__Task directions__:
In the forum thread about deep UV LEDs, what wavelength does the Wildfire report give as the proper range?
** Begin Provided passage **
# "Deep UV" LED's???



## niblique71 (Dec 2, 2009)

Does anyone know where to get "Deep UV" LED's??? Ones below 340nm?? I see a lot industrial stuff that is down in the 250nm range but I'm assuming they are dangerous and impractical to use in a haunt since they barely emit any visable light (Haunters and tots can barely tell if they are lit but will still damage your eyes). I heard I might have to sign a waiver just to buy them if I can even find a good source. The UV LED's I got from radio shack are too close to the "Blue light spectrum". The ones I got directly from china are even worse. I don't want to go too dangerous... I just want to find ones that work in the proper light spectrum and yield good results.

For that matter, what is the best nm range to illuminate/flouresce halloween props?? Will the UV degrade the PVC I will be using for my spotlights?? I'd love to find a good link to a distributer if anyone knows of one. Any help would be appreciated.


----------



## wraithrat (Jun 19, 2007)

Wildfire lighting and visual effects has a good report on UV effects. you can get a free copy of the report by taking a survey at http://www.wildfirefx.com/resources/specialreport.aspx It gives good info on the dangerous UVB and UVC vs the theatrical UVA, but I will warn you it is written purely to advertise and sell their product. They indicate that LED's are in the range of 400nm which is in thier words inefficient use of UV lighting. The proper range of around 368nm is expensive in LEDs. If you find them let me know. I would be interested also.


----------



## paulcav151 (Nov 15, 2009)

I got some from here. (www.LEDwholesalers.com - 382.5 - 385 nm Ultra Violet (UV) LED
Here is some more info on UV LED's http://wolfstone.halloweenhost.com/Lighting/bltled_BlackLightLED.html


----------



## niblique71 (Dec 2, 2009)

paulcav151 said:


> I got some from here. (www.LEDwholesalers.com - 382.5 - 385 nm Ultra Violet (UV) LED
> Here is some more info on UV LED's http://wolfstone.halloweenhost.com/Lighting/bltled_BlackLightLED.html


Unfortunately that first link seems to be dead.


----------
** End Provided passage **
** Begin Stored data **
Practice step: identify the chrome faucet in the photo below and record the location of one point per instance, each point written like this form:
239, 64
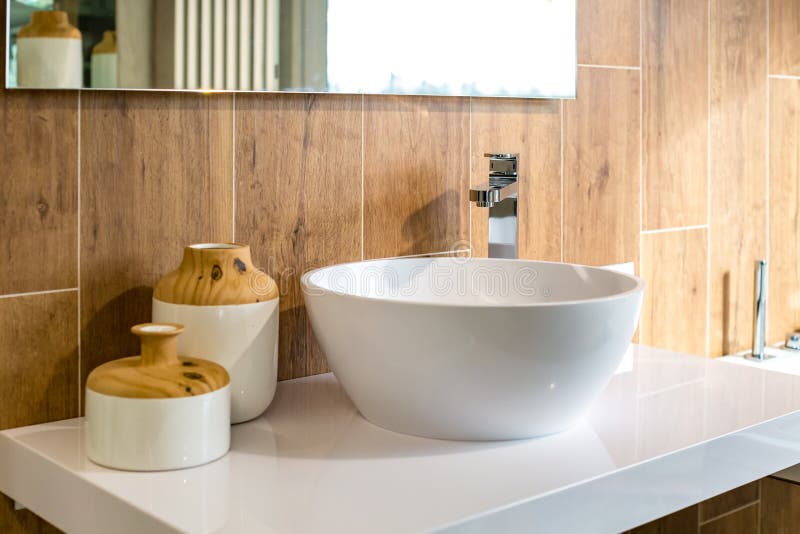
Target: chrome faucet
** End Stored data **
__Reply__:
Around 368nm.